The NRA's Wayne LaPierre speaks at Friday's press conference (Chip Somodevilla/Getty Images)
The National Rifle Association on Friday, a full week after the shooting at Sandy Hook Elementary School, gave its first response to the massacre that killed 20 schoolchildren in Newtown, Conn. Wayne LaPierre, the NRA's executive vice president, argued at a press conference in Washington, D.C., that gun control legislation would not prevent similar shootings and offered the organization's own proposal: a nationwide program that would place armed security in every school desiring protection.
"I call on Congress today to appropriate whatever is necessary to put armed police officers in every single school in this nation," LaPierre said. The proposed program, called the National School Shield, would help train and install security at schools nationwide under the leadership of former Arkansas Republican Rep. Asa Hutchinson.

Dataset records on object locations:
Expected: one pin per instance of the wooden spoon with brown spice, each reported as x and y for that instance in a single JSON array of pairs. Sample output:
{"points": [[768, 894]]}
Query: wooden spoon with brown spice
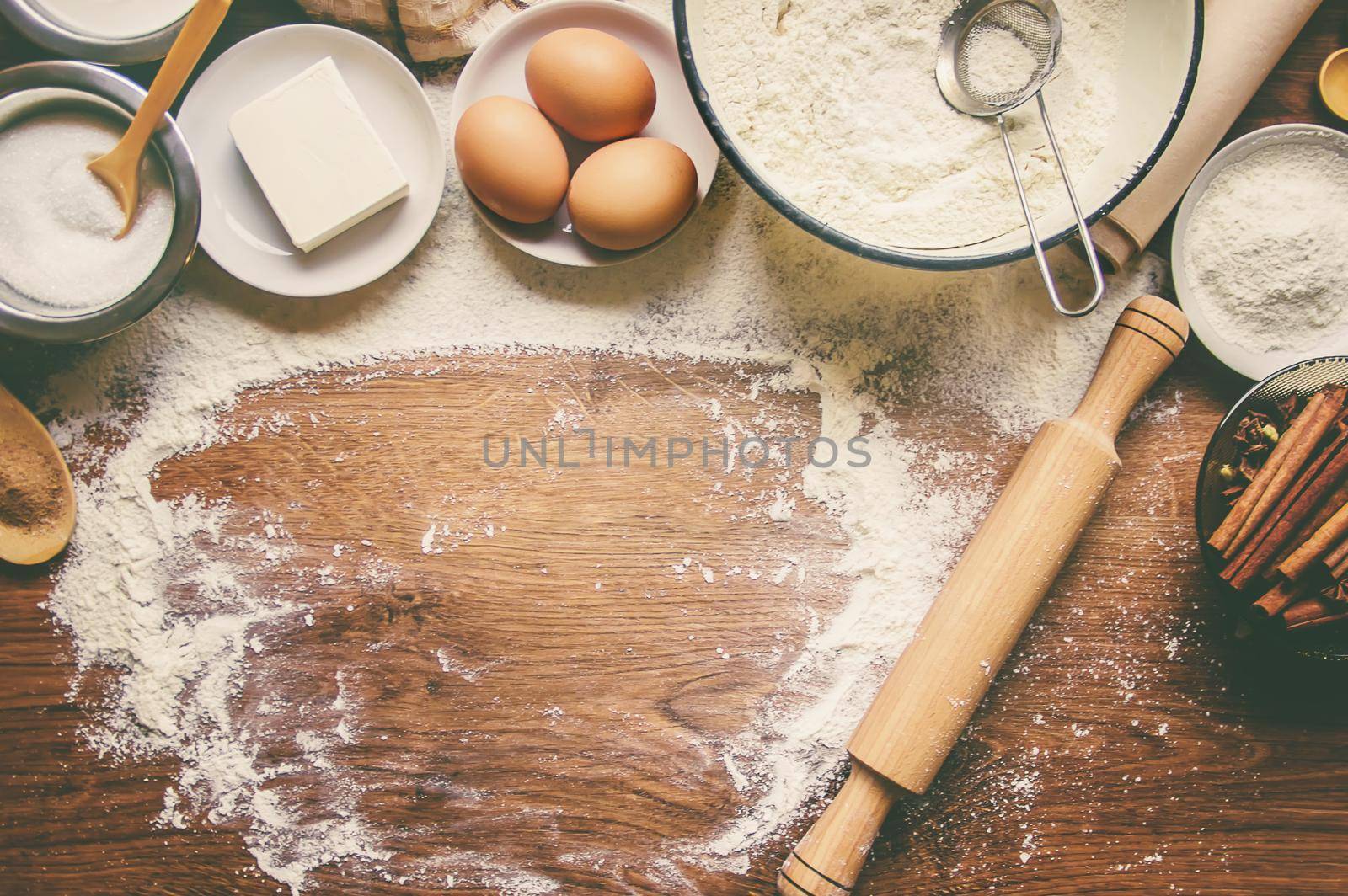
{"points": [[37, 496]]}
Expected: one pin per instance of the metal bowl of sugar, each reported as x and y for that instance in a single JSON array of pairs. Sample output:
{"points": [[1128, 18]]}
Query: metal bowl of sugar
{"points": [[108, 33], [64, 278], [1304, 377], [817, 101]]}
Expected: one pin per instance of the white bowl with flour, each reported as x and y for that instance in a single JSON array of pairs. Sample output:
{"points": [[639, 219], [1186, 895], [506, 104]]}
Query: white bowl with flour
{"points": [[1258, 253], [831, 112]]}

> [Task]
Transcribe the passage of the NRA press conference article from "The NRA's Wayne" up to and including "school desiring protection.".

> [Final answer]
The NRA's Wayne LaPierre speaks at Friday's press conference (Chip Somodevilla/Getty Images)
The National Rifle Association on Friday, a full week after the shooting at Sandy Hook Elementary School, gave its first response to the massacre that killed 20 schoolchildren in Newtown, Conn. Wayne LaPierre, the NRA's executive vice president, argued at a press conference in Washington, D.C., that gun control legislation would not prevent similar shootings and offered the organization's own proposal: a nationwide program that would place armed security in every school desiring protection.